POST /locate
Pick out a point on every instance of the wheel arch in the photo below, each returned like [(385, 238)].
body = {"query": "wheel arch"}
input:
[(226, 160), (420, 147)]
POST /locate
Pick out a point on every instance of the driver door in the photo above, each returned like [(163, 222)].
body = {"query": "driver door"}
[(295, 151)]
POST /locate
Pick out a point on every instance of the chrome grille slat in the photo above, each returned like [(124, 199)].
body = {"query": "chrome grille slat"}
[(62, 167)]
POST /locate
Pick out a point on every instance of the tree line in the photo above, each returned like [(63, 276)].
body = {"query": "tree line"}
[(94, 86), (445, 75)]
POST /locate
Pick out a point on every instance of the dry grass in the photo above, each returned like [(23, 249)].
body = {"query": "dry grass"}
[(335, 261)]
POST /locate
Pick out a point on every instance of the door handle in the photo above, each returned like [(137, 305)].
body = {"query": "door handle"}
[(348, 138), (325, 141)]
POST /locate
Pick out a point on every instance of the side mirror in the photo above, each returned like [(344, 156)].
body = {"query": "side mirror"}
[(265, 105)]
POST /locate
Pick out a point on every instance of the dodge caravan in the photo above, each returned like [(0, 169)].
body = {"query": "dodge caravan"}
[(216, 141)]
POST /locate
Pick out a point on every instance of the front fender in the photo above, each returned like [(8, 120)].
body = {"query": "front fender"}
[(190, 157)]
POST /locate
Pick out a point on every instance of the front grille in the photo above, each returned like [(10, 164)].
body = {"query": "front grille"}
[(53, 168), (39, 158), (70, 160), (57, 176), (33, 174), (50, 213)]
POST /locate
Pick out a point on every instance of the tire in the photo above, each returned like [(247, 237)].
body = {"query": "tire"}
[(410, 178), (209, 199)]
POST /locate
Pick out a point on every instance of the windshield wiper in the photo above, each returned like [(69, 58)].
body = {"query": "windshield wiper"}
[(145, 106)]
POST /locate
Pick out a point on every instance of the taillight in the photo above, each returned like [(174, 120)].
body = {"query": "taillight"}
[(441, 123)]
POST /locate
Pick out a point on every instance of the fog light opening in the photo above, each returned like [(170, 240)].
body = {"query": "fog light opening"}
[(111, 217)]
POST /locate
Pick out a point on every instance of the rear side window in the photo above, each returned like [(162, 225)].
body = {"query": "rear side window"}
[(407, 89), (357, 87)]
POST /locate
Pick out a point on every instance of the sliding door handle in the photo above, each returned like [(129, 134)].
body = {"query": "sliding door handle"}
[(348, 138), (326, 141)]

__Assigned task__:
With the line holding "Pick out a point on every instance of the driver" as the first and the line holding "Pick out a point on every instance of the dodge" as the last, set down that range of the entries above exactly, and nothing else.

__Answer below__:
Pick out a point on every instance of the driver door in the photo above, each returned like [(163, 222)].
body = {"query": "driver door"}
[(295, 151)]
POST /locate
Pick out a point on every instance of the chrome grille slat in the photo above, each returned like [(124, 199)].
body = {"query": "chrome grille slat"}
[(62, 167)]
POST /locate
Pick out a point on every instance of the tree line in the photo above, each returned like [(63, 276)].
body = {"query": "tree line"}
[(94, 86), (445, 75)]
POST /locate
Pick out a point on every instance of the dry grass in the photo above, each returned like [(23, 249)].
body = {"query": "dry grass"}
[(335, 261)]
POST /locate
Pick out a point on every instance of the door handle in the photo above, each returned like [(137, 305)].
body = {"query": "door handle"}
[(348, 138), (325, 141)]
POST /locate
Pick out a point on every instance of the side mirror in the photo above, each returned like [(344, 156)].
body = {"query": "side mirror"}
[(265, 105)]
POST /locate
Pick out a point on every instance of the dodge caravan in the photo above, each returned like [(0, 169)].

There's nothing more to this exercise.